Aim
Could you repeat these lines, changing each "detect" to "locate" and leaving everything else untouched?

[Rows of box annotation data]
━━━

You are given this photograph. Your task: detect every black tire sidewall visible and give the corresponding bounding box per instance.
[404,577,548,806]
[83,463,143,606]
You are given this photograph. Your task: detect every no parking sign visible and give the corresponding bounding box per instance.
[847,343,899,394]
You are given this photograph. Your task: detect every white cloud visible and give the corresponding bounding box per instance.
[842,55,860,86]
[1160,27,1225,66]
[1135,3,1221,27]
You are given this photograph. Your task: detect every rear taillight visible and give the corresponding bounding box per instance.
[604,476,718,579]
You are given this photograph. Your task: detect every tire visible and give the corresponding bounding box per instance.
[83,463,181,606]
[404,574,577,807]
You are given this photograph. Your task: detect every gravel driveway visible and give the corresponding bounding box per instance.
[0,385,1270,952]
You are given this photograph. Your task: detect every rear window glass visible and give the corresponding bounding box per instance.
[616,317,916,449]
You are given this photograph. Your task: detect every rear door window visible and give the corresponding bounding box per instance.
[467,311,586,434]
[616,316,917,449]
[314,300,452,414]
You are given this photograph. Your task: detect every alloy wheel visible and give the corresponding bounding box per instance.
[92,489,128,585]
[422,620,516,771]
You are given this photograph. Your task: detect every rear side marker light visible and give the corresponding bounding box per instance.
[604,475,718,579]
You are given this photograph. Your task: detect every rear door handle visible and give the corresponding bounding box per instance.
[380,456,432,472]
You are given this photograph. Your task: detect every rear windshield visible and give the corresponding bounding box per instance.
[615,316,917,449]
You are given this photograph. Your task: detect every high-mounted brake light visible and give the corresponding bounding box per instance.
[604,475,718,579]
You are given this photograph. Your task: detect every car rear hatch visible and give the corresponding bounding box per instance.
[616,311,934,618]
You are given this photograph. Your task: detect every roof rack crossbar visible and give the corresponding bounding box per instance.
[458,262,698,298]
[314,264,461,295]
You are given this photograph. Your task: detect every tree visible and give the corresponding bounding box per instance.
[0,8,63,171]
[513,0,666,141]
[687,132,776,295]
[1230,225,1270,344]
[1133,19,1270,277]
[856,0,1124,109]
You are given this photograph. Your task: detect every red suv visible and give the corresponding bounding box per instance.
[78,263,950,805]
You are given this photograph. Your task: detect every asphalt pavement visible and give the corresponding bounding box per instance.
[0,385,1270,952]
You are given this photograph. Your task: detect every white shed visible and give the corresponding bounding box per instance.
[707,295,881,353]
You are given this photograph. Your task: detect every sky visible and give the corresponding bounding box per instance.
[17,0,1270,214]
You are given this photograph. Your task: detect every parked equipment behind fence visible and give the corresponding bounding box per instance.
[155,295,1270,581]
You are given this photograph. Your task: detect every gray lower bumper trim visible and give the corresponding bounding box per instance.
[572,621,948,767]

━━━

Solution to this task
You are given this photograph. Your task: locate every black tire sidewall visible and give the corresponding bounding box per instance.
[404,577,548,806]
[83,463,143,606]
You are given this photograph. Your task: locate every no parking sign visible and give the corresponding bounding box per instance.
[847,343,899,394]
You are given this photograph. Your task: locate every white cloud visible and give the corresponding bounding box per instance.
[842,55,860,86]
[1160,27,1225,66]
[1135,3,1221,27]
You are given this photograph. Your task: locate every rear taillight visible and give the corresponding bounding box per instance.
[604,476,718,579]
You are given this photograph. Your task: locate every tire visible and give the corresponding bounding box per instance.
[83,463,181,606]
[404,574,577,807]
You are given this photograph. Your task: locate every gravel driveway visible and give the corresponding bounding box per instance.
[0,385,1270,952]
You are given this photograph. Your task: locate every rear window glass visible and give the corresponding bounding box per instance.
[616,317,916,449]
You are given this photograph. Your task: locate every rear door window visible and give the corresponding bounding box per instance.
[467,311,586,434]
[616,316,917,449]
[314,300,452,414]
You are given this photograph. Your task: locate every alloy wheel visible and give the corresponding bounding box per instance.
[92,489,128,585]
[422,620,516,771]
You are given this photograph. Your task: locate every rear side marker light visible and give the corresponding bounding box per instance.
[604,475,718,579]
You are given this photograph. Your task: locate every rear door handle visible and give the corresponding bounding box per instance.
[380,456,432,472]
You are given this photograph. Your task: locate every rear windshield visible and give the corresponding bounding box per instance.
[615,316,917,449]
You are given this photograph. Your task: locate every high-mounted brake light visible and give the corresponding bounding box per instance.
[604,475,718,579]
You are given this photograph. Your task: locate every car rear hatch visible and give the corresponding bounding box per instance.
[616,311,934,618]
You are given this photograph. Your task: locate every roof rack crossbar visible and give the corresponding bounding box per instance.
[458,262,698,298]
[314,264,461,295]
You are given this photograph. Your task: locate every tree visible and give the corresponding bounding box per instance.
[0,8,63,171]
[513,0,666,141]
[687,132,776,295]
[1230,225,1270,344]
[1133,19,1270,277]
[856,0,1124,109]
You are given this photograph. Your task: locate every red suv visible and give the corresponding bounding box per instance.
[78,263,950,805]
You are given this photograph. Your task: locate every asphalt pavement visible and give the corresponding bounding box per instance.
[0,385,1270,952]
You are given this photograph. Your task: locate every white shed visible and give the corresponding bounding box per instance.
[707,295,881,353]
You are given this photograph. Your task: locate every sky visible and give the corresponding bounding box per instance.
[17,0,1270,214]
You are given this photograph. Your task: locate every parked equipment behind fence visible and give the corresponding bounding box per instance.
[155,295,1270,581]
You are given this photograph. Your task: locate every gray lower bumper trim visible and give the corresponding bounding box per instance.
[572,621,948,767]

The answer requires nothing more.